● **Aim of the exercise**: Reproduce every one of the lines below word for word, leaving the pictures out of your answer.

● **Provided information**:
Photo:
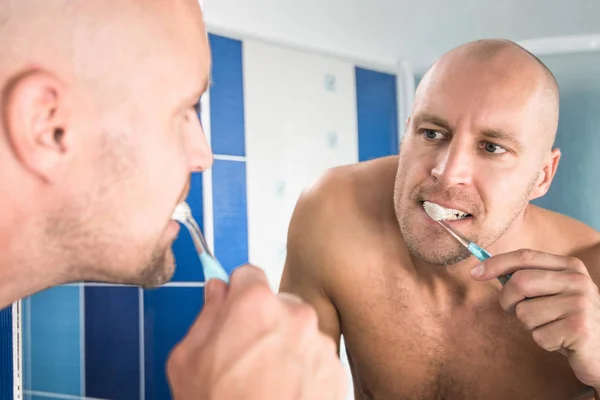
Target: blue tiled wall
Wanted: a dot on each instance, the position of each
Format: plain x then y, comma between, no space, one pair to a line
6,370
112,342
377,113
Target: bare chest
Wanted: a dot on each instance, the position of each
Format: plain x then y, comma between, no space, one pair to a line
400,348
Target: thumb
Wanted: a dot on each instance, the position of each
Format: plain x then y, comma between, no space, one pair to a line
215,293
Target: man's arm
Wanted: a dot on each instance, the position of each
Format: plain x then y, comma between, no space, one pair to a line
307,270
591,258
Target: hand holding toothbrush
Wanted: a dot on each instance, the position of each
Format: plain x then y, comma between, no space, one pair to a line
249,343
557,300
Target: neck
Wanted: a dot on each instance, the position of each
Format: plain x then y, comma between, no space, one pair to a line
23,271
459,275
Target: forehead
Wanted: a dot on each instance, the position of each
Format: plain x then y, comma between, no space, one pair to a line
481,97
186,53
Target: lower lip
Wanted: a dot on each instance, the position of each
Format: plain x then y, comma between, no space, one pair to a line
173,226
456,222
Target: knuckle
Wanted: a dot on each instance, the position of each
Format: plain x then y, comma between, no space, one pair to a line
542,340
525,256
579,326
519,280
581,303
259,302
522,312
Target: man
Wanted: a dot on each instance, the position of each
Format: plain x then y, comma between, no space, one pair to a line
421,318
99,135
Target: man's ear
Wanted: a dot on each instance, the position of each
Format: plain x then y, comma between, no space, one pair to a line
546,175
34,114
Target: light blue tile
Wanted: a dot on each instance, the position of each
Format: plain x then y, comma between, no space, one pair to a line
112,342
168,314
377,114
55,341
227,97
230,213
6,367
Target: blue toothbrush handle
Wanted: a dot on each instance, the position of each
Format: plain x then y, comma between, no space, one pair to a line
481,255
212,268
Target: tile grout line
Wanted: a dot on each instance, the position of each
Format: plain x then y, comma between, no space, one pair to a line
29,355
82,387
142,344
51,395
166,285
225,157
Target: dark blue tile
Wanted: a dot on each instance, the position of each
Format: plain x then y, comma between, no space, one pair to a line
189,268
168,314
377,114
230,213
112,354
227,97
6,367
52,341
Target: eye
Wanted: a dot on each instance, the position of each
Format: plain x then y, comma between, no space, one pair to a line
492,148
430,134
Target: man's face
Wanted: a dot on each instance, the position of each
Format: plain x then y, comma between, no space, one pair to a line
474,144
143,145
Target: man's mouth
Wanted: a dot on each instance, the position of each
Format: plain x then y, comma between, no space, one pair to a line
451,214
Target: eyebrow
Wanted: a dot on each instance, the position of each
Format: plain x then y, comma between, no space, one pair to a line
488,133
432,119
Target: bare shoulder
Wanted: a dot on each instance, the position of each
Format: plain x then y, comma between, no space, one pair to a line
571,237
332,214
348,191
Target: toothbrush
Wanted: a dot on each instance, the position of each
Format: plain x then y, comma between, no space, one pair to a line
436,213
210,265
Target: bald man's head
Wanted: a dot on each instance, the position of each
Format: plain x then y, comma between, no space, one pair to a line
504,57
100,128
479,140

● **Response**:
Photo:
Target: blue tiled wall
Wanted: a dot on each instance, the position of each
Format: plain x then y, comma between, no space, one pair to a line
6,370
112,342
377,113
Target: bare chest
Wanted: a dot on each instance, the position of each
Format: plain x then y, comma between, no space, one pair to a line
400,348
Target: thumb
Wanted: a dot on each instance, the position of each
Format: plain x then y, comma between, no space, one pair to a line
215,293
Target: man's arm
Wanted: a dot on each instance, the position of each
Format: plain x then y, comma between, no space, one pair to a line
307,270
591,258
Target: hand holding toothbrush
Wanted: a dot on each instance, the position of each
Format: plain x then y, comma between, no space, one pair to a line
249,343
557,300
Target: neck
Wanted: a dot on each instance, the position of each
Format: plain x then y, comma between, no space, one pair to a line
23,271
459,275
Target: forehead
Wanted: a dot on each instance, the position of each
Format: plain x then y, comma between, no space, one pair to a line
481,97
186,53
Target: lower lip
Wanted: a dot on each instance, the position of each
Format: plain x then y, comma between, no space, one pair to a line
173,226
456,222
Target: knuckle
Wanted: a dot on each instance, the position of each
Format: plain x then y, comma between, no space, one pair to a line
542,340
525,256
579,326
519,280
581,303
259,302
522,312
Target: man
Wanted: a dot on each instance, the position of each
Format: plain x then y, comma between, no space, one pair to a line
421,318
99,135
Target: man's ear
Wanted: a dot on each instance, the position of each
Format: plain x then y, comma between, no space, one pair to a line
546,175
34,114
Target: light blue tile
Wanted: a dot on each instance, the position of each
Format: plain x then y, comma between, no space, one pair to a line
112,342
168,314
377,114
55,341
227,97
230,213
6,367
Target: blue toothbrush handle
Wanted: a dot on each instance, the position of each
Format: plain x then y, comma between, no space, one pair to a line
481,255
212,268
Target: tile grout line
Wanted: a dot on each instance, the position of each
Format: plain x then y, comma between, no space, one pair to a line
29,355
82,387
142,344
51,395
166,285
225,157
Target: dark blue tile
Wanted: a dot on each instance, the position of each
Format: plain x then y, comma between, no space, one pair to a line
189,268
168,314
377,114
230,213
112,354
227,97
6,367
52,341
Target: eye
Wanted: a dot on each instance, the position of each
Format: plain x then y, comma between, no space, one pair to a line
492,148
430,134
Target: man's face
Wanted: a dot on each instance, the position of each
Format: plain x then y, comma between, no space, one pair to a line
474,144
143,145
Target: man's mouth
Wanted: a dot on each instance, the position of each
Format: plain x then y, comma between, no space, one pair to a line
451,214
Target: eyebrow
Wanted: a dot on each instance, the position of each
Format: plain x then y, comma between, no space, one pair to a line
488,133
432,119
Target: bare shoulder
Wanted: a dot on each instance, the position of each
Format: plain x then y, comma between, no space, one pair to a line
571,237
332,214
348,191
Target: toothbrush
Wanted: a dot on each instance, the position of each
Format: plain x then y, comma between, no space, one pair to a line
436,213
210,265
Target: bald man's head
Wanted: a dot on each instance, the position of each
Format: plain x then y, comma between, no space, one pair to a line
504,57
100,128
479,140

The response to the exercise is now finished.